● **EXERCISE AIM**
Return every line from the rows below that contains the word "green".

● **Saved data entries**
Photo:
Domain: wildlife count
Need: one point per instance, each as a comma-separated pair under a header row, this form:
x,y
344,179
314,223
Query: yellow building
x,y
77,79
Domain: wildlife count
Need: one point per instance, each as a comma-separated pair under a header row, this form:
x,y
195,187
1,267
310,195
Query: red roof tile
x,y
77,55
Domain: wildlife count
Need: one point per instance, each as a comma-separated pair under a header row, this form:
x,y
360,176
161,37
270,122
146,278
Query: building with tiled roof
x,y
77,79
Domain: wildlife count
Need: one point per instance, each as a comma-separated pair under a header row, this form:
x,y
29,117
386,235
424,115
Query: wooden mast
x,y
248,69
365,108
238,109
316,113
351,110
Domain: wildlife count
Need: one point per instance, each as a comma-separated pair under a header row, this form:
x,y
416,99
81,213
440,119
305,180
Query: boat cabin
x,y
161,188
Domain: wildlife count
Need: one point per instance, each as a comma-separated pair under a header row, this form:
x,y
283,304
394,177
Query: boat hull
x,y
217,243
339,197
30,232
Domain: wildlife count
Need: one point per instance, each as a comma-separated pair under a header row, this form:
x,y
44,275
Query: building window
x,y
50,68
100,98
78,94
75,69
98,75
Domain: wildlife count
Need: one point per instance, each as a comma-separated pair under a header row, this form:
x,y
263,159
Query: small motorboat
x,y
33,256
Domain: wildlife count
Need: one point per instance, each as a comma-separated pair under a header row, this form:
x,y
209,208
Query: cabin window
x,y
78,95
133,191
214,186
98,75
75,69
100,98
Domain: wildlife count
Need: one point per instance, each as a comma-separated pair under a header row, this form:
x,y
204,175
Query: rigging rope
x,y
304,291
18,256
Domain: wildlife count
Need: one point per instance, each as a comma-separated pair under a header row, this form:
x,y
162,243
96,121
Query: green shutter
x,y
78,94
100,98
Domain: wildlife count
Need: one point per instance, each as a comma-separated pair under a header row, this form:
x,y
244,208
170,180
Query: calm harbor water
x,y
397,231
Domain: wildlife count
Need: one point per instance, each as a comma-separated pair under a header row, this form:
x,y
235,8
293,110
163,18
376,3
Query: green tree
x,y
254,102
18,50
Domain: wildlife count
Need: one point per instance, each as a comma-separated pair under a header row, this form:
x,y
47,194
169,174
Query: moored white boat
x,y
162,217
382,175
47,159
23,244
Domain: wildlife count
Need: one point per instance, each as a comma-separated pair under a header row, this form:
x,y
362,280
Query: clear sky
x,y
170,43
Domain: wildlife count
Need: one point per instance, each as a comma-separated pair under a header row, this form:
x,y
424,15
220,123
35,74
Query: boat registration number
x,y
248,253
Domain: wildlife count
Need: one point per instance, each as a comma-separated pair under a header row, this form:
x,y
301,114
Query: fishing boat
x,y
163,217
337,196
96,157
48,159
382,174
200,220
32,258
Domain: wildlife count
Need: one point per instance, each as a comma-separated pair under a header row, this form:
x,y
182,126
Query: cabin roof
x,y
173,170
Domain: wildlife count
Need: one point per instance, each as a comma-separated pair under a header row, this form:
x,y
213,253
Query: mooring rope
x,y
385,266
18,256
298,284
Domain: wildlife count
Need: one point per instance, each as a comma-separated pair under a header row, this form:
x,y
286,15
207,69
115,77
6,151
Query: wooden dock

● **IN RESPONSE**
Query: green shutter
Query: green tree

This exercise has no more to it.